### EXERCISES
1. In two sentences, what does the passage about Norman Borlaug's lecture report?
2. Could you carry on the passage about Norman Borlaug's lecture, picking up after its last sentence?

### PROVIDED PASSAGE
----
Norman Borlaug, Nobel Peace Prize Recipient and Distinguished Professor
of International Agriculture at Texas A&M University, was the
2000 Agricultural Achievement Lecturer for the SHSU Department
of Agricultural Sciences. His lecture was entitled "Food Needs
for the World in Year 2025" and was attended by approximately
200 students and faculty at the Lowman Student Center Ballroom.
Borlaug, who has been honored by scores of governments, universities,
scientific associations, farmer groups, and civic associations,
holds approximately 45 honorary doctorate degrees and belongs to
the academies of science of 12 nations. He has served on two U.S.
Presidential Commissions: on World Hunger and on Science and Technology.
----
[Natural language descriptions of regions]
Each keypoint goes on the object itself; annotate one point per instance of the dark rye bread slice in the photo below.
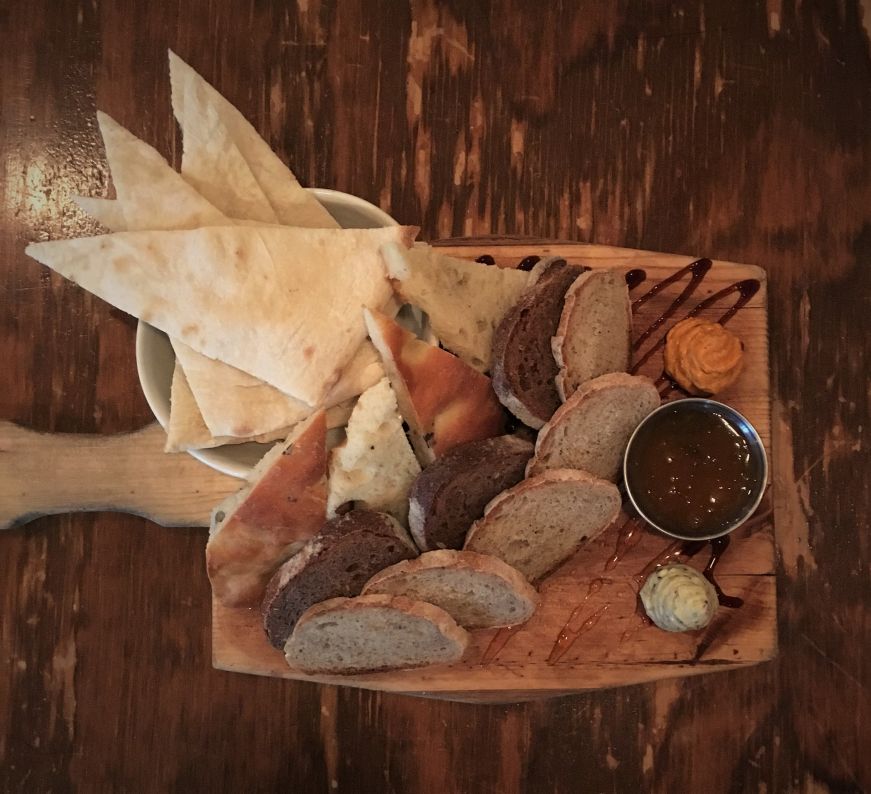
(338, 561)
(523, 366)
(451, 493)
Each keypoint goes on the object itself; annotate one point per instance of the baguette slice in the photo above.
(374, 633)
(594, 334)
(464, 300)
(255, 530)
(543, 521)
(444, 401)
(524, 368)
(451, 493)
(591, 429)
(338, 561)
(476, 590)
(375, 466)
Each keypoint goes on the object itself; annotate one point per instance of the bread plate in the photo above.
(155, 358)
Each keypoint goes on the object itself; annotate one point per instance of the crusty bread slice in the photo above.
(591, 429)
(464, 300)
(374, 633)
(338, 561)
(449, 494)
(541, 522)
(255, 530)
(477, 590)
(524, 368)
(444, 400)
(375, 465)
(594, 334)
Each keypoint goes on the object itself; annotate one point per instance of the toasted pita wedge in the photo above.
(375, 466)
(254, 531)
(292, 204)
(444, 400)
(186, 429)
(154, 196)
(464, 300)
(227, 398)
(233, 293)
(213, 164)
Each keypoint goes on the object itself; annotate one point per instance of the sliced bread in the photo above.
(375, 466)
(594, 334)
(374, 633)
(541, 522)
(451, 493)
(444, 400)
(591, 429)
(464, 300)
(524, 368)
(477, 590)
(338, 561)
(255, 530)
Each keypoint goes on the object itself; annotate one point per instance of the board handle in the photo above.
(49, 473)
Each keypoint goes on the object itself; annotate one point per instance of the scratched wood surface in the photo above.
(742, 130)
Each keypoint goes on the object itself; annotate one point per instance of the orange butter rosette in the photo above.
(703, 357)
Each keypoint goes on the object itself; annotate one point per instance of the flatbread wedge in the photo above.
(254, 531)
(194, 100)
(282, 304)
(445, 401)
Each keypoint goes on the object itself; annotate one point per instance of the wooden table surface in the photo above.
(735, 130)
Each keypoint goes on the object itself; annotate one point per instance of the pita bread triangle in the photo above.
(280, 303)
(213, 164)
(256, 530)
(107, 212)
(154, 195)
(444, 400)
(213, 402)
(290, 201)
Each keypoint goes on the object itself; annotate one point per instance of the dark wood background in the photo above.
(740, 130)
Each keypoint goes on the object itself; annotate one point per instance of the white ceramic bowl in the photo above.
(155, 359)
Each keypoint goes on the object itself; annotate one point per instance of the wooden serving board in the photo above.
(613, 646)
(54, 473)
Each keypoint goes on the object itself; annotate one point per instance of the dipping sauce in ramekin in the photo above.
(695, 469)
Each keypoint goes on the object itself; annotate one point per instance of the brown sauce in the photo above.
(691, 471)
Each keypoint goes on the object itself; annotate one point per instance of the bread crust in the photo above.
(573, 298)
(445, 624)
(431, 485)
(546, 440)
(498, 507)
(528, 328)
(450, 559)
(362, 528)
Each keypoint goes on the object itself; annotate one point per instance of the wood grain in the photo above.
(44, 474)
(737, 130)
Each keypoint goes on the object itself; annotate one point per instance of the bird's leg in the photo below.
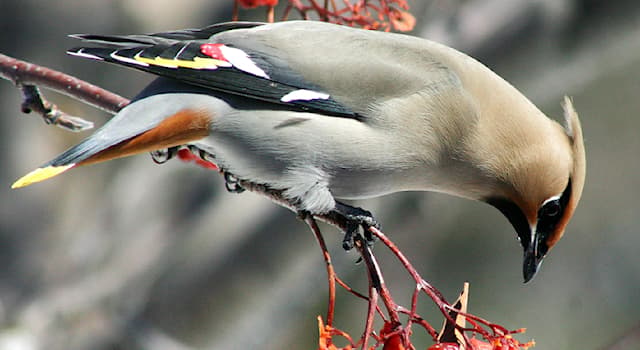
(232, 183)
(161, 156)
(355, 218)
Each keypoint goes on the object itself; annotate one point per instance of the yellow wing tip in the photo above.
(41, 174)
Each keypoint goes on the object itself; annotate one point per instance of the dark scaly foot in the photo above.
(232, 183)
(355, 219)
(161, 156)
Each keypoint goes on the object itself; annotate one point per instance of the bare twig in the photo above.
(24, 73)
(34, 102)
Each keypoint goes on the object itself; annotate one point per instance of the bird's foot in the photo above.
(356, 219)
(162, 156)
(232, 183)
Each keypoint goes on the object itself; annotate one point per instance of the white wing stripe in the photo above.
(304, 95)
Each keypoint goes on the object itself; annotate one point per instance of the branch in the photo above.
(27, 76)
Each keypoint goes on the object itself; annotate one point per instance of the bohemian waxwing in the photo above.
(324, 112)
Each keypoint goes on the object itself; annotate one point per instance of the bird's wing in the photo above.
(305, 66)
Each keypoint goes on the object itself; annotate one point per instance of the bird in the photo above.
(326, 113)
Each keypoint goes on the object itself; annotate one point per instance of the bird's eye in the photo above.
(551, 208)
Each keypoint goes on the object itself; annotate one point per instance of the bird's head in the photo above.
(542, 192)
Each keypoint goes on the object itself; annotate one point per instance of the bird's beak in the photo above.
(534, 253)
(124, 136)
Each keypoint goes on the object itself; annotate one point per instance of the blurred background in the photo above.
(133, 255)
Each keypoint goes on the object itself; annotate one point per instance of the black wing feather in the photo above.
(185, 44)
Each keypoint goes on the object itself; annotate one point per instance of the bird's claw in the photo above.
(162, 156)
(232, 183)
(358, 218)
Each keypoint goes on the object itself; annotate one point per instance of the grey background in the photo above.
(132, 255)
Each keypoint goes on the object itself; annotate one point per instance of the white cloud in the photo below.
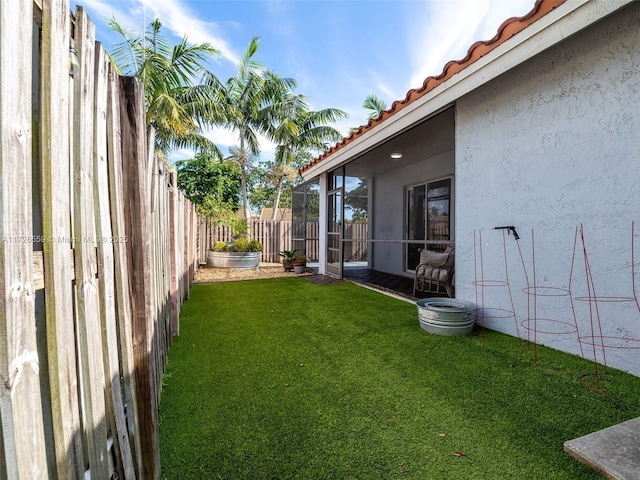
(181, 20)
(447, 29)
(178, 18)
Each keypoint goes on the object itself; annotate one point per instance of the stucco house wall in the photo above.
(551, 147)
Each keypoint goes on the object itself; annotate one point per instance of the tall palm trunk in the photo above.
(276, 202)
(243, 186)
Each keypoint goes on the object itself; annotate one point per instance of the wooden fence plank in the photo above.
(123, 300)
(87, 319)
(138, 226)
(106, 280)
(21, 424)
(58, 262)
(173, 255)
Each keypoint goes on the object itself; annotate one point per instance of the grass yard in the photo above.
(283, 379)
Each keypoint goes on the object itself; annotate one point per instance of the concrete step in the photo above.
(614, 451)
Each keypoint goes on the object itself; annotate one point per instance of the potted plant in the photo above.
(299, 263)
(241, 253)
(287, 259)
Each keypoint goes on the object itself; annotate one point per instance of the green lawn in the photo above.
(283, 378)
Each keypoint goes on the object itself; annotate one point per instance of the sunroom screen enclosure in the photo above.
(376, 212)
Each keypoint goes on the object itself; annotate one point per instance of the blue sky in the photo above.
(338, 51)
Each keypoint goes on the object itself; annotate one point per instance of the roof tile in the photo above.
(508, 29)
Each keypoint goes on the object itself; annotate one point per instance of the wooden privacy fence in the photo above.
(98, 249)
(275, 236)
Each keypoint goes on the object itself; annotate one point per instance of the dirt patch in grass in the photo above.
(207, 274)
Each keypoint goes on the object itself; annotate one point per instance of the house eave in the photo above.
(555, 26)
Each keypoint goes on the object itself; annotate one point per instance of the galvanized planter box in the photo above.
(241, 260)
(446, 316)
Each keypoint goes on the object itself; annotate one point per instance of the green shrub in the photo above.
(220, 247)
(255, 246)
(240, 245)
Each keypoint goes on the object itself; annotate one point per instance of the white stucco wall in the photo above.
(553, 147)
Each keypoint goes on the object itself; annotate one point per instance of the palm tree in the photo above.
(299, 132)
(248, 101)
(175, 107)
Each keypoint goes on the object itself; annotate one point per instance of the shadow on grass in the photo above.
(284, 378)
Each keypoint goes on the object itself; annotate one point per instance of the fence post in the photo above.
(139, 258)
(87, 322)
(22, 453)
(56, 224)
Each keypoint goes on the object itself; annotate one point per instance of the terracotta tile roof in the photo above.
(508, 29)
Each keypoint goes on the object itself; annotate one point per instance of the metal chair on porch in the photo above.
(435, 272)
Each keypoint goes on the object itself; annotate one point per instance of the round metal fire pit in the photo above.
(446, 316)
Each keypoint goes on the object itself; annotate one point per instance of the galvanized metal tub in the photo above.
(240, 260)
(446, 316)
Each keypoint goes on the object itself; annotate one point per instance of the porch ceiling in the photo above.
(427, 139)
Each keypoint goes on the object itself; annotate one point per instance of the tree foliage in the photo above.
(177, 105)
(212, 185)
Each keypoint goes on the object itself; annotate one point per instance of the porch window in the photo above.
(428, 218)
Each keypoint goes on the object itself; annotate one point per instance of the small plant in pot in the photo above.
(299, 263)
(287, 259)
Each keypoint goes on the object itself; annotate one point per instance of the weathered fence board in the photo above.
(87, 303)
(92, 255)
(21, 423)
(106, 281)
(123, 303)
(58, 262)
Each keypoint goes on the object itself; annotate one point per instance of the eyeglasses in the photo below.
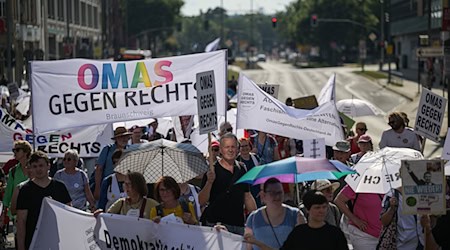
(17, 149)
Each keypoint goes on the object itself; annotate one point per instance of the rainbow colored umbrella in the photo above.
(297, 169)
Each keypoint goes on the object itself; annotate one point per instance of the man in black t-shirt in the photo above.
(31, 195)
(226, 200)
(316, 234)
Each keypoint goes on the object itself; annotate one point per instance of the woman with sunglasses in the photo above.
(136, 204)
(76, 181)
(272, 223)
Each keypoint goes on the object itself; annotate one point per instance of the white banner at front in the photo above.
(63, 227)
(258, 110)
(88, 141)
(79, 92)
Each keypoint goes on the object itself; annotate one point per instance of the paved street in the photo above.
(296, 83)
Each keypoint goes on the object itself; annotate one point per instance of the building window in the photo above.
(95, 17)
(89, 7)
(51, 9)
(83, 14)
(76, 9)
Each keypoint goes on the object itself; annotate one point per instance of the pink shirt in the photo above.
(367, 208)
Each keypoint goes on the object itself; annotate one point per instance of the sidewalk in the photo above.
(409, 90)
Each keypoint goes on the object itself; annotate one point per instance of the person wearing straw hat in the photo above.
(327, 188)
(104, 166)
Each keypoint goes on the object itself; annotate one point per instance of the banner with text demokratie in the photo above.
(258, 110)
(79, 92)
(88, 141)
(64, 227)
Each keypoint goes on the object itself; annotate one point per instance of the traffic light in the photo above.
(206, 25)
(274, 22)
(314, 21)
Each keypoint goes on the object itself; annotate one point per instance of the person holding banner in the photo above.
(105, 166)
(167, 192)
(136, 204)
(224, 199)
(399, 136)
(76, 181)
(316, 234)
(31, 195)
(19, 173)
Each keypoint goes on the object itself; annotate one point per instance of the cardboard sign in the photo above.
(423, 187)
(206, 102)
(430, 115)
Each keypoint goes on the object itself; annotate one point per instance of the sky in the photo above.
(193, 7)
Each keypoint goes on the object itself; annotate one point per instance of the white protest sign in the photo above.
(258, 110)
(430, 115)
(64, 227)
(88, 141)
(206, 102)
(314, 148)
(446, 150)
(423, 187)
(79, 92)
(271, 89)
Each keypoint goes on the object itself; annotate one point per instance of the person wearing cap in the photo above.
(136, 137)
(361, 129)
(152, 135)
(399, 136)
(104, 166)
(327, 188)
(365, 145)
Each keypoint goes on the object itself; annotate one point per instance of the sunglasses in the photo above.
(16, 150)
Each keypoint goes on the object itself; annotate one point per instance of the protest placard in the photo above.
(79, 92)
(423, 187)
(88, 141)
(206, 102)
(271, 89)
(63, 227)
(430, 115)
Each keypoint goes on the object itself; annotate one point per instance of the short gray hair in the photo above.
(72, 153)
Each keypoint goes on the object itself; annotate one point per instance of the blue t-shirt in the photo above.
(105, 159)
(263, 231)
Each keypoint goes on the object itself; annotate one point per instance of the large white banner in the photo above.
(63, 227)
(78, 92)
(258, 110)
(88, 141)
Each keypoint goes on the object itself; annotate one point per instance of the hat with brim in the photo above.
(120, 131)
(322, 184)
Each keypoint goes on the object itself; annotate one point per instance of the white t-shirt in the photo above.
(406, 139)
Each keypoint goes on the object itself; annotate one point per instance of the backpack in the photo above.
(92, 177)
(184, 206)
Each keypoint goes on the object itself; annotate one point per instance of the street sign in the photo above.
(430, 52)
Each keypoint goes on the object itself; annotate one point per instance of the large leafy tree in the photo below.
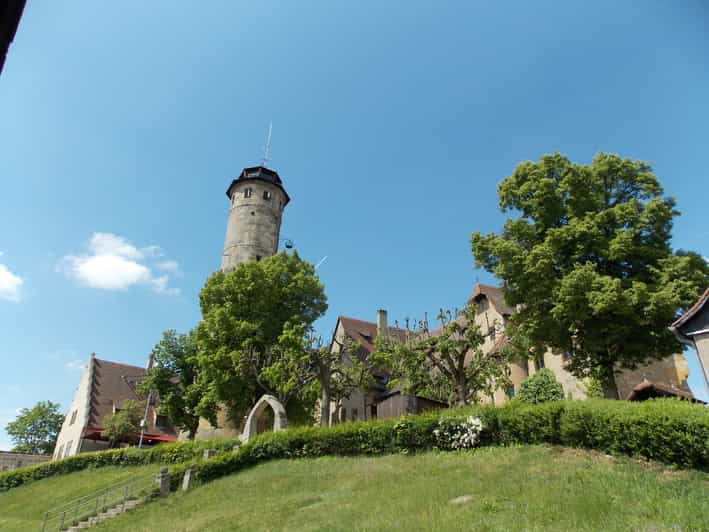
----
### ANSWERS BY ITEM NUMBER
1. Norman Borlaug, a Nobel Peace Prize recipient and Distinguished Professor of International Agriculture at Texas A&M University, gave the SHSU Department of Agricultural Sciences' 2000 Agricultural Achievement Lecture, "Food Needs for the World in Year 2025," to about 200 students and faculty in the Lowman Student Center Ballroom. Honored by scores of governments, universities, scientific associations, farmer groups, and civic associations, he holds about 45 honorary doctorates, belongs to the academies of science of 12 nations, and has served on two U.S. Presidential Commissions, on World Hunger and on Science and Technology.

2.
It was on the research stations and farmers' fields of Mexico
that Borlaug developed successive generations of wheat varieties
with broad and stable disease resistance, broad adaptation to growing
conditions across many degrees of latitude, and with exceedingly
high yield potential. These wheats and improved crop management
practices transformed agricultural production in Mexico during
the 1940s and 1950s and later in Asia and Latin America, sparking
what today is known as the "Green Revolution."
His directorships of the Population Crisis Committee and Population
Communications International reflect his long-term concern with
the world population explosion and the pressure it places on global
natural resources, in the quest to feed a world that is now growing
by nearly 100 million people per year.